**PROBLEM REQUIREMENTS**
Among these entries, how many lines contain "machine"? Say the number and nothing else.

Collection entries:
-=-=-=-=-
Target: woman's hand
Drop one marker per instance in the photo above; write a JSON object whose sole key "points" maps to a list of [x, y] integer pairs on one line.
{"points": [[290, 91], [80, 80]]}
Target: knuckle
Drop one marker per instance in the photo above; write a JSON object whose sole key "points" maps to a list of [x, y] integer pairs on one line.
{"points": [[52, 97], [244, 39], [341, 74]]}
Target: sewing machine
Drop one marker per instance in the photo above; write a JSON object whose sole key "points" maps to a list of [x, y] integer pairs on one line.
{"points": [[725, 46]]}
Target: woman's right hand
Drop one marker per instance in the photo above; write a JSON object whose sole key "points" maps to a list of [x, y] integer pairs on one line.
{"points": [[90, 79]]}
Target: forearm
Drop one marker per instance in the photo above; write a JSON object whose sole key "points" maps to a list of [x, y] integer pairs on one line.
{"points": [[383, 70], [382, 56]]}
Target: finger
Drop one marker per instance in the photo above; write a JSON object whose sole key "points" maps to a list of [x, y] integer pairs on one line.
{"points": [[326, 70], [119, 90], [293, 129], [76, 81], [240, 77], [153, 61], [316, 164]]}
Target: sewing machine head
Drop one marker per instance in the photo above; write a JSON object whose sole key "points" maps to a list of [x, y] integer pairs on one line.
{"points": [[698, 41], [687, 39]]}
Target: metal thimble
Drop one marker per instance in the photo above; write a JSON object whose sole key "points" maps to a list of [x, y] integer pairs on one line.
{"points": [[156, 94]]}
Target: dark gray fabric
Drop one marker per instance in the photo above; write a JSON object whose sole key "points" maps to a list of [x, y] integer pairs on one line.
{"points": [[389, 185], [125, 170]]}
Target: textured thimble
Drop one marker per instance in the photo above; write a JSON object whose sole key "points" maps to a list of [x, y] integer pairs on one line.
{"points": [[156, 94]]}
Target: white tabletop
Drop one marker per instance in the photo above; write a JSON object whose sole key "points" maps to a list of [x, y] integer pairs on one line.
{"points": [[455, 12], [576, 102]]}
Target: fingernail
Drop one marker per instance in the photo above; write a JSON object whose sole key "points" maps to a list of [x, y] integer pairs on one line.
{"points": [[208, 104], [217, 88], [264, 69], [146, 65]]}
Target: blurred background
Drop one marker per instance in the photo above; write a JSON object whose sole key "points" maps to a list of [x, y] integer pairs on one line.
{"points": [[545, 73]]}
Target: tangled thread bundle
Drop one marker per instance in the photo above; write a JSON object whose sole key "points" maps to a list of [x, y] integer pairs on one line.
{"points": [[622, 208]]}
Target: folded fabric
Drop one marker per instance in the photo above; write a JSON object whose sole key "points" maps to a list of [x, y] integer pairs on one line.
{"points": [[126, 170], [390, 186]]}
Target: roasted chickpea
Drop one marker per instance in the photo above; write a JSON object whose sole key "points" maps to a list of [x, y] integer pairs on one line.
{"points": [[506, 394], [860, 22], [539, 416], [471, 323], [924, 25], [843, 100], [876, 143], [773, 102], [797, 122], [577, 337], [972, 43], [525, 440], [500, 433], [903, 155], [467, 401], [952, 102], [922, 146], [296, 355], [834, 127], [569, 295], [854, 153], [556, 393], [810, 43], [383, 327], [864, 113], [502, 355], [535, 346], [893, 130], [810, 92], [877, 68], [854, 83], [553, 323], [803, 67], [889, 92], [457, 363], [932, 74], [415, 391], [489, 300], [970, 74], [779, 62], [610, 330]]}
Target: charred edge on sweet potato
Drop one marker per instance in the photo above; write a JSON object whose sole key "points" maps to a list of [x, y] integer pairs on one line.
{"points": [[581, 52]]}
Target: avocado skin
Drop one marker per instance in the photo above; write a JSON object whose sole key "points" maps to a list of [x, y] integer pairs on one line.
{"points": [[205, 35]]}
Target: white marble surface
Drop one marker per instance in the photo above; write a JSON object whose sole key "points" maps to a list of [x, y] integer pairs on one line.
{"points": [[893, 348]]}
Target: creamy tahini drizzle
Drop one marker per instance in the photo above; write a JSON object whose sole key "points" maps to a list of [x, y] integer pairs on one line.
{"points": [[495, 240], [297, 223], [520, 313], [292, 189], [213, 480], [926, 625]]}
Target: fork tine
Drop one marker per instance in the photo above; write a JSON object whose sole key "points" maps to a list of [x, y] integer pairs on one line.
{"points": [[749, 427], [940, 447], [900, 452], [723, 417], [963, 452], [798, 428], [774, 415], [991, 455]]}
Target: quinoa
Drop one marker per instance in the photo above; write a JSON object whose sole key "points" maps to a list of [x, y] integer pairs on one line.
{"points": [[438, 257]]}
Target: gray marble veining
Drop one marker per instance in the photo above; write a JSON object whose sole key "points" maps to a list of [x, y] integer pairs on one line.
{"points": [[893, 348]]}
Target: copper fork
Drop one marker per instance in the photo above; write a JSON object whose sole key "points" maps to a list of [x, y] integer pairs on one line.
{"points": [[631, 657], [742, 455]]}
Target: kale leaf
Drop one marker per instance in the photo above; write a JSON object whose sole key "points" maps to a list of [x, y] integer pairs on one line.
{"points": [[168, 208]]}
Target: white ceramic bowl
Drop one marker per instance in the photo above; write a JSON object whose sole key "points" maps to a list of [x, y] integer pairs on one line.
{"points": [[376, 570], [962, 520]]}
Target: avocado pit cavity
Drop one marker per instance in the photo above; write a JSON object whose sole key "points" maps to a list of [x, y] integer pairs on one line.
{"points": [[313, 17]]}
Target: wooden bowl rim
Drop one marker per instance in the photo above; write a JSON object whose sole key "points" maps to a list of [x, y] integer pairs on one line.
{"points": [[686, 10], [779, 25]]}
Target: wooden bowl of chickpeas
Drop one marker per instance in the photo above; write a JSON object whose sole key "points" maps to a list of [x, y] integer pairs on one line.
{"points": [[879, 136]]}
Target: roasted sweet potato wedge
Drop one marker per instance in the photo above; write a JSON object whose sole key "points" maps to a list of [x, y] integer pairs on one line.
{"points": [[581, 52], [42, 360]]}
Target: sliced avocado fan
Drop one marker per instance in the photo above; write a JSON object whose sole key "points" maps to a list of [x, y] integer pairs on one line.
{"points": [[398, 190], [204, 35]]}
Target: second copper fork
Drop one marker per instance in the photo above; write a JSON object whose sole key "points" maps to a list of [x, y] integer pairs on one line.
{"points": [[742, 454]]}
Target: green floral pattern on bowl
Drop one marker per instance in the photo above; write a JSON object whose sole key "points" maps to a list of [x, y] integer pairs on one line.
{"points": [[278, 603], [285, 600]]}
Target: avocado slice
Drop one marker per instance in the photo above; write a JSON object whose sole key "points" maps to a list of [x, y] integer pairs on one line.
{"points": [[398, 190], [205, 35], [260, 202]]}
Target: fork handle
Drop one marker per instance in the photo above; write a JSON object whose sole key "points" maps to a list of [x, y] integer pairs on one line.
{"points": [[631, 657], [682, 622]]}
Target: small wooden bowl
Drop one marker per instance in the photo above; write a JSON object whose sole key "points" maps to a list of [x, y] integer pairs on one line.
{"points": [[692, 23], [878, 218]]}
-=-=-=-=-
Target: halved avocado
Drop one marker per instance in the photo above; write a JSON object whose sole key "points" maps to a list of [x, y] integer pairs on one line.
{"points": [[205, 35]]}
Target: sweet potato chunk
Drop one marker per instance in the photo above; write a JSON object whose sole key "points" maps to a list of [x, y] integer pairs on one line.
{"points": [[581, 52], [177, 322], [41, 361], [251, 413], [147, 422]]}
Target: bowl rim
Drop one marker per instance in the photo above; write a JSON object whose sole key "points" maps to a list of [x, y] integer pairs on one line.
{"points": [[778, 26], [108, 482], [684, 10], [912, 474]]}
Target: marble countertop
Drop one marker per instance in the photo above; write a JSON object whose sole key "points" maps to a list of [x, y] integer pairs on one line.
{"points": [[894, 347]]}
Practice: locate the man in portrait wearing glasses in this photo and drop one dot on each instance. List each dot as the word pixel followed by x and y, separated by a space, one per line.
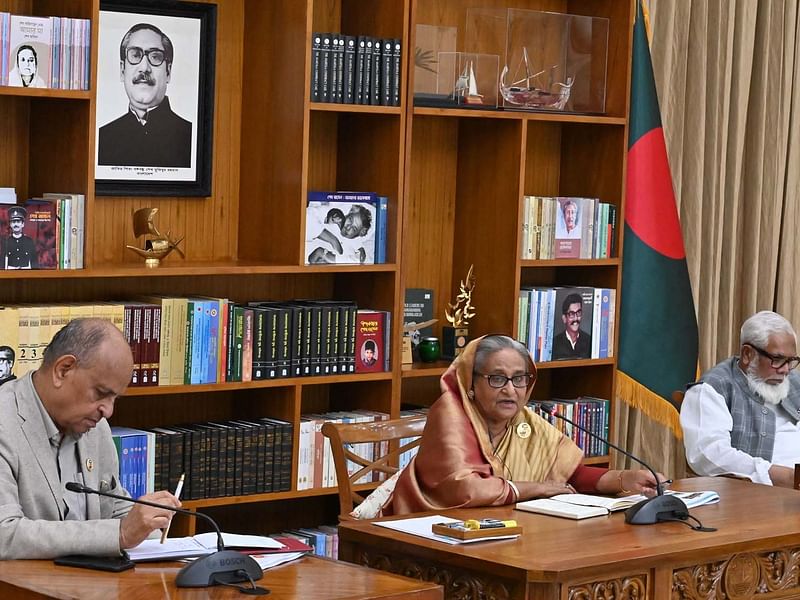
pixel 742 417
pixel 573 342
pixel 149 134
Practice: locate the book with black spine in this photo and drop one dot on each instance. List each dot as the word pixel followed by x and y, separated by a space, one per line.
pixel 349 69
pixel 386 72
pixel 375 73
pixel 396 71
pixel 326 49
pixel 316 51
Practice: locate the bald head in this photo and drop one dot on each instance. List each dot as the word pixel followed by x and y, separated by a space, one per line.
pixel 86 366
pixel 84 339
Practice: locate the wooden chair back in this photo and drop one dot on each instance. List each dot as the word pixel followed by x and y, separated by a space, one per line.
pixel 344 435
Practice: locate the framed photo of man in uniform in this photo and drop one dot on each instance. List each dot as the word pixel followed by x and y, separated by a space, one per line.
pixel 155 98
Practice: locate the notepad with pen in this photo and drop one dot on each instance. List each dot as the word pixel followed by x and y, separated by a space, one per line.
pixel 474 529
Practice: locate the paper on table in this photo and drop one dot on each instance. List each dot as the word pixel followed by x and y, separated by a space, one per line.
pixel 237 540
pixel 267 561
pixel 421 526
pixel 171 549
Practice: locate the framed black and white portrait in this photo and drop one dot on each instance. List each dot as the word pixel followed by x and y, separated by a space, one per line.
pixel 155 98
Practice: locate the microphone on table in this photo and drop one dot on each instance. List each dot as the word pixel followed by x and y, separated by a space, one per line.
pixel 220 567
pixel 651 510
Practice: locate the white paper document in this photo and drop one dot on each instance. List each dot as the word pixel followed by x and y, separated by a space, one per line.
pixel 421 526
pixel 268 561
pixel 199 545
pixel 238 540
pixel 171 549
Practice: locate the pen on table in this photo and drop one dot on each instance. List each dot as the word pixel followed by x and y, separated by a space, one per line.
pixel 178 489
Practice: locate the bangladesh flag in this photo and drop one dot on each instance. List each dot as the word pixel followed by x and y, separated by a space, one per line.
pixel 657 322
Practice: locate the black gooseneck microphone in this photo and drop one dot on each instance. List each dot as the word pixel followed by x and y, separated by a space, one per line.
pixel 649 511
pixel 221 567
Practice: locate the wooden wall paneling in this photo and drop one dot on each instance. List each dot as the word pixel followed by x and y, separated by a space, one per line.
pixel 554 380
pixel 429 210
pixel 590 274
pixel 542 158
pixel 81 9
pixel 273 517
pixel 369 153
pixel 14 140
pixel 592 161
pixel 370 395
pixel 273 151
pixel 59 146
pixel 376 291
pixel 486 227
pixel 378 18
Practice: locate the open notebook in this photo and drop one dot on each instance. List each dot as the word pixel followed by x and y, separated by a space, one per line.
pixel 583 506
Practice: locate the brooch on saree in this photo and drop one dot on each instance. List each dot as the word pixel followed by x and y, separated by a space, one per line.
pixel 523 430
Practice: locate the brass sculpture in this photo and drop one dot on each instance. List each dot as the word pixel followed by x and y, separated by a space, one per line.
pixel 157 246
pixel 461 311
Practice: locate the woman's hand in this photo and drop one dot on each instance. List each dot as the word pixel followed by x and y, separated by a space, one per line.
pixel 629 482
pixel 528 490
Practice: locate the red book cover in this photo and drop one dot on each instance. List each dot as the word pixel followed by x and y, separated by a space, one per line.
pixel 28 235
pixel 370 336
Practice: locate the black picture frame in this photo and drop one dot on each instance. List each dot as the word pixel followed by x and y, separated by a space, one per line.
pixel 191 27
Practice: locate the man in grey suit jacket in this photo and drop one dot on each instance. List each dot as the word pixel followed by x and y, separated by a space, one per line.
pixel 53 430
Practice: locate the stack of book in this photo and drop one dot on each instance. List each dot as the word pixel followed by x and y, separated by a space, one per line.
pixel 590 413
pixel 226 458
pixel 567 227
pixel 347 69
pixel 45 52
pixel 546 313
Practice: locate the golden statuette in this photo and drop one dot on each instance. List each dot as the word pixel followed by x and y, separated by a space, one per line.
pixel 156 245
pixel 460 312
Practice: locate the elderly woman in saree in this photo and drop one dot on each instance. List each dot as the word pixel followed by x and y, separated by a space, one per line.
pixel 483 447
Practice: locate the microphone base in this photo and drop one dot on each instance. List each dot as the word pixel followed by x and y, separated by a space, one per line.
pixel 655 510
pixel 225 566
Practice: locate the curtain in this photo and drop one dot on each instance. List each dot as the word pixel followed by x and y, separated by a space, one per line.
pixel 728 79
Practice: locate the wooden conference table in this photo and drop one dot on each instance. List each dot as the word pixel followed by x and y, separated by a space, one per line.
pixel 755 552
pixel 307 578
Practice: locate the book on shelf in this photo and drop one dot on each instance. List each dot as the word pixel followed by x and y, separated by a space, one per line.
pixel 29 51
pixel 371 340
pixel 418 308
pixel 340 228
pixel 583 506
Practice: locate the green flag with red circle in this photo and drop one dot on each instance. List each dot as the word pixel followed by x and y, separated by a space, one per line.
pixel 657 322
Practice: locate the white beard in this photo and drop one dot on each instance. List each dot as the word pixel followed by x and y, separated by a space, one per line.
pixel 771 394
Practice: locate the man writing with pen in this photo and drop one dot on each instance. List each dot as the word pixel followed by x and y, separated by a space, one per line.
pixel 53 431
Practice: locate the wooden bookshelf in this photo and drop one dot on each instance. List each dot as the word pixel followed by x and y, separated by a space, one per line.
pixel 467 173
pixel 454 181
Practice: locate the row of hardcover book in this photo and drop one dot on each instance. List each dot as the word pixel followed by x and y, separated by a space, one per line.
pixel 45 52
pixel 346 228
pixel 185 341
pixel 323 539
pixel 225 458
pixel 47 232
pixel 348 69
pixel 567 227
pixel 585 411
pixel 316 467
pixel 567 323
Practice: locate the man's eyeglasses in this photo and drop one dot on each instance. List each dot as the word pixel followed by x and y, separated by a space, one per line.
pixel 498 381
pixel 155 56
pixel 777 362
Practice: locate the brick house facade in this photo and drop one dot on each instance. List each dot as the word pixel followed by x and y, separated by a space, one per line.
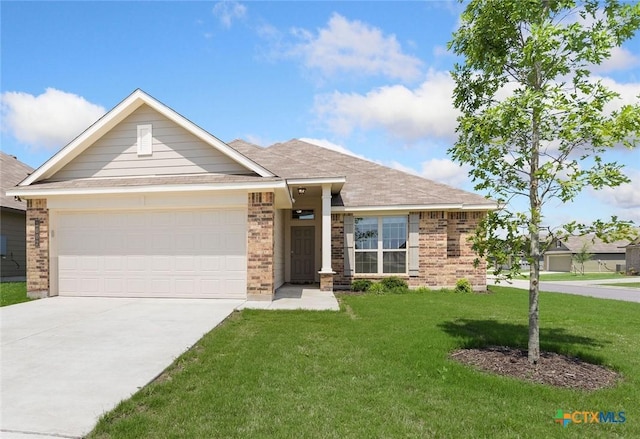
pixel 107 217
-=-=-=-=-
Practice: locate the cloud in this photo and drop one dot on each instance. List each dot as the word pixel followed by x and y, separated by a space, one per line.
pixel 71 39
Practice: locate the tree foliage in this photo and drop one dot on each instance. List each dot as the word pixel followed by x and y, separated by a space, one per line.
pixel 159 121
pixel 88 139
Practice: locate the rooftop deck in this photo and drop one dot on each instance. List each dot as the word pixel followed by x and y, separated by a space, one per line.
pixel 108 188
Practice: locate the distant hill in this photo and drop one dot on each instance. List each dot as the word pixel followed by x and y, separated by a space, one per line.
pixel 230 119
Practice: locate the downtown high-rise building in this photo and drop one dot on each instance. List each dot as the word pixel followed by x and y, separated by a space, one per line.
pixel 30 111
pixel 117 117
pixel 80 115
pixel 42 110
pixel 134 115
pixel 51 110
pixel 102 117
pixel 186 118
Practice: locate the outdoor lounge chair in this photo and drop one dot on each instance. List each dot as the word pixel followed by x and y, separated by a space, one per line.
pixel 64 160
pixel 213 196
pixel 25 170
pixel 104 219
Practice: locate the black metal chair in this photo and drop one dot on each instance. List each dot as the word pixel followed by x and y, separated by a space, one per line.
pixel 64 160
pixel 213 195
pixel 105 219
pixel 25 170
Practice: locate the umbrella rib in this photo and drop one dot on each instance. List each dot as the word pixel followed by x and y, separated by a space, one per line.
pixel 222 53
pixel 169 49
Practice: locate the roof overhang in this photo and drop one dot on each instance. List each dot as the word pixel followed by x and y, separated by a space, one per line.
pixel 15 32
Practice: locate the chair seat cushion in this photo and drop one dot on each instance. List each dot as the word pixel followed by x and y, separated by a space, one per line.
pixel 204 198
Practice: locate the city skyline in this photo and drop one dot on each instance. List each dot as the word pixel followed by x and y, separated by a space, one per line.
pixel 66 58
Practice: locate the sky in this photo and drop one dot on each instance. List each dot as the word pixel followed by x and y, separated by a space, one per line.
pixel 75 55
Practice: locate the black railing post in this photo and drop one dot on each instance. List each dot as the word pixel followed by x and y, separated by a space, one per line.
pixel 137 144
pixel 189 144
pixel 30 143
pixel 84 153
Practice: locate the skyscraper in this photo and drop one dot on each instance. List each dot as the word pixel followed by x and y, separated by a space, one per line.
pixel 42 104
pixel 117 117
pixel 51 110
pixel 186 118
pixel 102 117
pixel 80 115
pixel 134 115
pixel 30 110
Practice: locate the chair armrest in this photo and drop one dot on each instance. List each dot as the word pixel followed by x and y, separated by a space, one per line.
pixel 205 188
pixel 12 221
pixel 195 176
-=-=-=-=-
**ANSWER SECTION**
2